* [TASK REQUIREMENTS] Please filter the entries for the word "river" and copy every line that has it.

* [DATASET RECORDS]

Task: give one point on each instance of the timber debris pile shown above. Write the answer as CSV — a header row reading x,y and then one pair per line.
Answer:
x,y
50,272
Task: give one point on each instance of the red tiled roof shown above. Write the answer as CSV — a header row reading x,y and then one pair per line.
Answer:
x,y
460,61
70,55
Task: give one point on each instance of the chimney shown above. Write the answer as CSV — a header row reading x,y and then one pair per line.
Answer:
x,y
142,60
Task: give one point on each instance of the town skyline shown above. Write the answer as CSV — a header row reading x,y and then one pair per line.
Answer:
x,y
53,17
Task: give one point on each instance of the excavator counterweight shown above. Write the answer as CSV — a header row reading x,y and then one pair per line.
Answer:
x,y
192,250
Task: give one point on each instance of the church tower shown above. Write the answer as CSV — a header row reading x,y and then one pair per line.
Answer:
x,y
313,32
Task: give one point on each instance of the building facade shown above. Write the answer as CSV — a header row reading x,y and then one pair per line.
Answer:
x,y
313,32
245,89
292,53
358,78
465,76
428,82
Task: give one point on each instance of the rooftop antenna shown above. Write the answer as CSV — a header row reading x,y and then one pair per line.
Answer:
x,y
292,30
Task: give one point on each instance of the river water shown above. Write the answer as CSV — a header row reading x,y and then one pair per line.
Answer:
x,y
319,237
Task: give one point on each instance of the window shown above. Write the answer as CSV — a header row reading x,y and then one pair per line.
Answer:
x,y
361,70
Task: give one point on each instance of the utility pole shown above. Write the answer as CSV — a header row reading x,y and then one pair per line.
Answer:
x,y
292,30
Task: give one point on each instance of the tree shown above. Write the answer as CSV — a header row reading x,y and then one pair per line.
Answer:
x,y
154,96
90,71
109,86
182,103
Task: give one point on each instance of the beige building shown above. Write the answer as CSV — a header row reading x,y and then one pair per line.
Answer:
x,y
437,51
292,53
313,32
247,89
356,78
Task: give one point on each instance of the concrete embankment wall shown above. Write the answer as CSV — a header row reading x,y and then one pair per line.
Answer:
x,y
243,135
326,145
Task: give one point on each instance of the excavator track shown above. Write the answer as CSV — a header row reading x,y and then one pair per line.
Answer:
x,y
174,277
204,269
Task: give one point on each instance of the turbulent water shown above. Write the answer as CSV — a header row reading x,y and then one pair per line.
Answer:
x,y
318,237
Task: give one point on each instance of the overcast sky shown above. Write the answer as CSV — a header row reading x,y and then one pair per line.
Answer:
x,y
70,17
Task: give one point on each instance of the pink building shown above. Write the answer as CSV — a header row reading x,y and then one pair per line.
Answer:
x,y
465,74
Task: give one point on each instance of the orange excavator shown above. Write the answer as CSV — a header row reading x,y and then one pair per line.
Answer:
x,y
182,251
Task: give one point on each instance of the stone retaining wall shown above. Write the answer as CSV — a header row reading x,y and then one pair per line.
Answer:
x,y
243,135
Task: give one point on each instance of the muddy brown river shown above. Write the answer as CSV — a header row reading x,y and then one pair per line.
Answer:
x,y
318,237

* [RESULT]
Task: give one point on each instance of the river water shown above. Write the answer as CSV — a header row reading x,y and then one pair per line.
Task: give one point on each instance of the muddy brown river shown above. Write the answer as CSV — a header row reading x,y and then one pair per line.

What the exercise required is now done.